Copy out the lines of the listing from the one containing "can you box the large" onward, through the last, without altering any.
======== Given data ========
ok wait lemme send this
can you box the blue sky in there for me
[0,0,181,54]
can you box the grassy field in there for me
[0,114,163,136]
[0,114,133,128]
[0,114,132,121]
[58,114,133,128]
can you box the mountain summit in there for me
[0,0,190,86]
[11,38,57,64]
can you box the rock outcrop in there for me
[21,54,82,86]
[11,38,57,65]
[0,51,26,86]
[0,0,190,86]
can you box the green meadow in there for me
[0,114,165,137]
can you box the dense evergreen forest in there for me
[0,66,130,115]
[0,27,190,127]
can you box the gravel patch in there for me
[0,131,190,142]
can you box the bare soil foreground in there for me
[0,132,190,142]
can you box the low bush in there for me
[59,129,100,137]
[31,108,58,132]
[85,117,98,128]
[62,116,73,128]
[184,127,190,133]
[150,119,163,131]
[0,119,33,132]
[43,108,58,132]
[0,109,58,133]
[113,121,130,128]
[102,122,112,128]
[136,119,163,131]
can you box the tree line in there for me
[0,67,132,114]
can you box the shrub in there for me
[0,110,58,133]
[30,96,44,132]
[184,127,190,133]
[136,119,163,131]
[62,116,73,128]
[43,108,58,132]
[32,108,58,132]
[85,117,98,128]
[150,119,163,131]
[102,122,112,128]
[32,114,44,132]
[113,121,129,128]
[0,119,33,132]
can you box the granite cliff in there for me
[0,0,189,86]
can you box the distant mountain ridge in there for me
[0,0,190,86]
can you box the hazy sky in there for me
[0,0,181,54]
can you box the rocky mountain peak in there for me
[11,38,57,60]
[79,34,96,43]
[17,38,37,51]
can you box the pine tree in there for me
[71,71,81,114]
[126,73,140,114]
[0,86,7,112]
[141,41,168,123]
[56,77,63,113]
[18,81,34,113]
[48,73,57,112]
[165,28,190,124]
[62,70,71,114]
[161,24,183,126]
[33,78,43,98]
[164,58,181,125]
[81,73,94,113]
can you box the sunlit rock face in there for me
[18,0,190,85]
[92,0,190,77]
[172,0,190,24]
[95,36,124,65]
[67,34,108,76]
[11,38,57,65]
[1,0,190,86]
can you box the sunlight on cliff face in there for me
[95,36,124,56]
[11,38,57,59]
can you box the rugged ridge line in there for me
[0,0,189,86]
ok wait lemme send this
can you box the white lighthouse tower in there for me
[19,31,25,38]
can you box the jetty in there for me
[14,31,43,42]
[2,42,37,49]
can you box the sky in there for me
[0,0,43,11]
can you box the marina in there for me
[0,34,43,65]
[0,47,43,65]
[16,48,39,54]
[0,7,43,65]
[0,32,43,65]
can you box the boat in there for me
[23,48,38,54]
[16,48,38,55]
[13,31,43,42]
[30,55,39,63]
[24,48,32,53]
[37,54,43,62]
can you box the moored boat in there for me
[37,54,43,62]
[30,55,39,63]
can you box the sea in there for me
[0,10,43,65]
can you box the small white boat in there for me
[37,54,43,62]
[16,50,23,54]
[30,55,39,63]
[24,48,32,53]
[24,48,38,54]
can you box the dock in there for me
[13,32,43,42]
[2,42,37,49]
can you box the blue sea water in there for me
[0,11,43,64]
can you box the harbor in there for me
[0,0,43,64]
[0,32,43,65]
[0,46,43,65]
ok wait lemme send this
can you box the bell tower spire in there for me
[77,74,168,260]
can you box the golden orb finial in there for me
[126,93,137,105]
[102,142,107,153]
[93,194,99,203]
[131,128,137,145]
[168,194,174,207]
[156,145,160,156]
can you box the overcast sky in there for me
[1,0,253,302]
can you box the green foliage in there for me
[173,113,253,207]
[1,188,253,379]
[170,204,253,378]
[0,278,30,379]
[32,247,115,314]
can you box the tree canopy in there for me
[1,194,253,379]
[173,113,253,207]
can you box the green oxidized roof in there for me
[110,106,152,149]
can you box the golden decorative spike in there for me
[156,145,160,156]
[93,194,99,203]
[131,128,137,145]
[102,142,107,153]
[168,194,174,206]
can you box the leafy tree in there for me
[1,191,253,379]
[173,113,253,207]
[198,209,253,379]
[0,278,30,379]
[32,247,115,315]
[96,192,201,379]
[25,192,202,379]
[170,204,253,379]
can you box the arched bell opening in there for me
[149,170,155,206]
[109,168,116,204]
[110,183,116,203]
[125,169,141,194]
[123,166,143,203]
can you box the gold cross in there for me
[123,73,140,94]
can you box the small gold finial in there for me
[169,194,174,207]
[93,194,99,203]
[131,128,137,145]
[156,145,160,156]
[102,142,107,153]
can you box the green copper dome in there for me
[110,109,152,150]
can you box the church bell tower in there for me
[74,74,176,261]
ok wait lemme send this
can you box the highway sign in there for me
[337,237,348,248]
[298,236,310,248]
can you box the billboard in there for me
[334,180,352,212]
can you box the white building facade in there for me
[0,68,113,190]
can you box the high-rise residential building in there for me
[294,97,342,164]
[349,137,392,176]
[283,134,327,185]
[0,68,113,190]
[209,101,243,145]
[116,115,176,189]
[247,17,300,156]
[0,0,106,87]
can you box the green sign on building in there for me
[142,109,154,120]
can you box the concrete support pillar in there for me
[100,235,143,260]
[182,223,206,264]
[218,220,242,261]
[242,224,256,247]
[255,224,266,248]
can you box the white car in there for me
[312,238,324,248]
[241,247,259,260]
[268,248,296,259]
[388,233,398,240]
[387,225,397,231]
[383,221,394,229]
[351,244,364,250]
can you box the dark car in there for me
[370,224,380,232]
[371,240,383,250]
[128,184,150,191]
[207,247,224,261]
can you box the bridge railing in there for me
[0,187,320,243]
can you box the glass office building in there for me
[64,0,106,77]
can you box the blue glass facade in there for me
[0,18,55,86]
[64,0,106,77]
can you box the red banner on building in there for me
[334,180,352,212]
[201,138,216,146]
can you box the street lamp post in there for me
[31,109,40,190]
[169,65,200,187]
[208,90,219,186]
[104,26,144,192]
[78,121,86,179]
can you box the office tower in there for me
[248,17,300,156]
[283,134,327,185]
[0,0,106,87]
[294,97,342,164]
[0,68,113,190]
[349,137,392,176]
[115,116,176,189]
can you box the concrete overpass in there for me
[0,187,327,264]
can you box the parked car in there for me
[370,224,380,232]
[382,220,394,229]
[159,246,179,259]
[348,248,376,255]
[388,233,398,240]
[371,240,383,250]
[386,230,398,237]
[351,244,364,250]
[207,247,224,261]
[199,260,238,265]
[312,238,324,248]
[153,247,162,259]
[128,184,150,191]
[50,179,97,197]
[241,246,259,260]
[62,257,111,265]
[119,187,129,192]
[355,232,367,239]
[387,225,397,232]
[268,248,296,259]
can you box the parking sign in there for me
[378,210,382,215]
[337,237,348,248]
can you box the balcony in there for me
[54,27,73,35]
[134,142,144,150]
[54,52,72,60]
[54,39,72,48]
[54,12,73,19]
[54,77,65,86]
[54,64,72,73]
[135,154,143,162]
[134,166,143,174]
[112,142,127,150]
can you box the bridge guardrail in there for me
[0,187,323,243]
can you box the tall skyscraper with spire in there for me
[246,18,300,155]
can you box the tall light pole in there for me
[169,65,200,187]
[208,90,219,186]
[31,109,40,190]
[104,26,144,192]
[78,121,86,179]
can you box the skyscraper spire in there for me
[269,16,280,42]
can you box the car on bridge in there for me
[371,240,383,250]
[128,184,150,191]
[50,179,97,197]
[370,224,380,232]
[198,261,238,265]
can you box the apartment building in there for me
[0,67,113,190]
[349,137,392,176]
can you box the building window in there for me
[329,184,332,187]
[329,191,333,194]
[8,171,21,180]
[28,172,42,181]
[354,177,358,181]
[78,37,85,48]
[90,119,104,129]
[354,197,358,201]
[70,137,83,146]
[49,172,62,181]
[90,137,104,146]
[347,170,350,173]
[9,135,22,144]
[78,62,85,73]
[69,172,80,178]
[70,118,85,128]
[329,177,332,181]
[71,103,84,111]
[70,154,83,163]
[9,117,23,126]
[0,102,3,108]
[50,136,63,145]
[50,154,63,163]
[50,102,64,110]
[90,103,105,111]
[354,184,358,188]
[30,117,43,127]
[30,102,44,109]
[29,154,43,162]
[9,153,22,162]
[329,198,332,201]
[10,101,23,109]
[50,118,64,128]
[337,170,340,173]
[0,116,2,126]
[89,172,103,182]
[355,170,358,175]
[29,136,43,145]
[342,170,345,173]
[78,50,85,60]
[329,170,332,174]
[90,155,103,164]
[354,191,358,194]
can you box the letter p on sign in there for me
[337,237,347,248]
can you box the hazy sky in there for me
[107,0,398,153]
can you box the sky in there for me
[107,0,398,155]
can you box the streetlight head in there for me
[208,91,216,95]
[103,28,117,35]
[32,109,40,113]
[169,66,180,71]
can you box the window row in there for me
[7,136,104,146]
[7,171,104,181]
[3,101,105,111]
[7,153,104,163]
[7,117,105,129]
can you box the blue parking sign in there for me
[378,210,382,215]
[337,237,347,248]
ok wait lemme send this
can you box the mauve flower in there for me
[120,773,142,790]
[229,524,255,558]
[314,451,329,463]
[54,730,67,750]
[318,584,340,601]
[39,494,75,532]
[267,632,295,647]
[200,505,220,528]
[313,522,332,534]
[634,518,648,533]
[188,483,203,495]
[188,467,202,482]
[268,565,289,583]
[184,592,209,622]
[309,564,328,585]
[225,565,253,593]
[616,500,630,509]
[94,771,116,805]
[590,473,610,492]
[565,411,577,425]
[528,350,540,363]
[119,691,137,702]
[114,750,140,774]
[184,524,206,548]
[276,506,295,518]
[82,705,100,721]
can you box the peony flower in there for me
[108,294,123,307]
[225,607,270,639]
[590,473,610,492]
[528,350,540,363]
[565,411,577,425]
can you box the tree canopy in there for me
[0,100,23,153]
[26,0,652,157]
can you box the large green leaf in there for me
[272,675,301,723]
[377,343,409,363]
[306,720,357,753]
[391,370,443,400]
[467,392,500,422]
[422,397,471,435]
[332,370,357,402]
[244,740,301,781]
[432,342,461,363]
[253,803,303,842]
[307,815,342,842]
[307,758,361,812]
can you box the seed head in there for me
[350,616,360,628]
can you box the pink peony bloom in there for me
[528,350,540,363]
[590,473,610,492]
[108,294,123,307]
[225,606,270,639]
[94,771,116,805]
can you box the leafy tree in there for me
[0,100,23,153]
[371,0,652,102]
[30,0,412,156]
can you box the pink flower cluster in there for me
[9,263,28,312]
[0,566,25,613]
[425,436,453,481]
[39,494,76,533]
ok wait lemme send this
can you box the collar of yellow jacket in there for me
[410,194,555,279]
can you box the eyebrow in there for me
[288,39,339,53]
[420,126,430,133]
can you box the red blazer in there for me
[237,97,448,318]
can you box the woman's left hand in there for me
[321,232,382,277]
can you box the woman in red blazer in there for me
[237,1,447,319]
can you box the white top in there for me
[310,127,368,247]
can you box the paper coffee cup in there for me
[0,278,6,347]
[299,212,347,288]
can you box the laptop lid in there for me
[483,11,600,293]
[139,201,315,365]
========
• Result below:
can you box the large green leaf in there for me
[272,675,301,723]
[377,343,409,363]
[306,720,357,753]
[391,370,443,400]
[467,392,500,422]
[422,397,471,435]
[332,370,357,402]
[244,740,301,781]
[432,342,461,363]
[253,803,303,842]
[307,815,342,842]
[307,758,361,812]
can you box the seed head in there for me
[350,616,360,628]
can you box the pink peony bloom in there for me
[528,350,540,363]
[590,473,610,492]
[108,294,123,307]
[225,606,270,639]
[94,771,116,805]
can you box the leafy tree in there for me
[0,100,23,153]
[371,0,652,102]
[30,0,412,156]
can you box the pink flower cluster in there for me
[9,263,28,312]
[0,566,25,613]
[425,436,453,481]
[39,494,76,533]
ok wait lemme send this
can you box the collar of yellow jacket in there for me
[410,194,555,279]
can you box the eyebrow in there for me
[288,39,339,53]
[420,126,430,133]
can you box the red blazer in there for me
[237,97,448,318]
can you box the woman's left hand in there for me
[321,232,382,277]
can you box the woman in red blazer in there for me
[237,1,447,319]
can you box the white top in there for me
[310,127,368,247]
can you box the paper coffee cup in there for me
[0,278,6,347]
[299,212,347,288]
can you box the laptop lid in there for me
[483,11,600,293]
[139,201,315,365]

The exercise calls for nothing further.